▸ EXERCISE GOAL: The lines to copy are those in the listing below that contain the word "photo".

[[ RAW DATA, beginning ]]

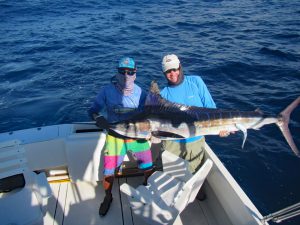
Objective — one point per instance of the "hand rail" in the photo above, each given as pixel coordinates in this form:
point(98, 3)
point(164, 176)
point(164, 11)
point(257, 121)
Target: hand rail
point(283, 214)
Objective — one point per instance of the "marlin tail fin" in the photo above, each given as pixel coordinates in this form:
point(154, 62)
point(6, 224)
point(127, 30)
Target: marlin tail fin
point(283, 122)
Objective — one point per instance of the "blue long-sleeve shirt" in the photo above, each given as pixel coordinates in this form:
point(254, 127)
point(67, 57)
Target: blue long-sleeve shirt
point(192, 92)
point(118, 106)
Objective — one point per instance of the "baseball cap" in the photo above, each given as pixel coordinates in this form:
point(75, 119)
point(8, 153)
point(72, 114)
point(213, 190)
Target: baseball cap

[[ RAW DATA, end ]]

▸ TASK OUTPUT:
Objective — one point per instance of the "hand rail" in the photo above, each given as pixel coordinates in this form:
Objective — one point per instance of the "marlin tail fin" in the photo above, each given as pixel coordinates in this form:
Objective — one point per instance of the "blue long-sleeve shirt" in the photo above, each given as pixel coordinates in this form:
Objective — one point per instance of the "baseball cap" in the photo above, each given as pixel coordinates in this form:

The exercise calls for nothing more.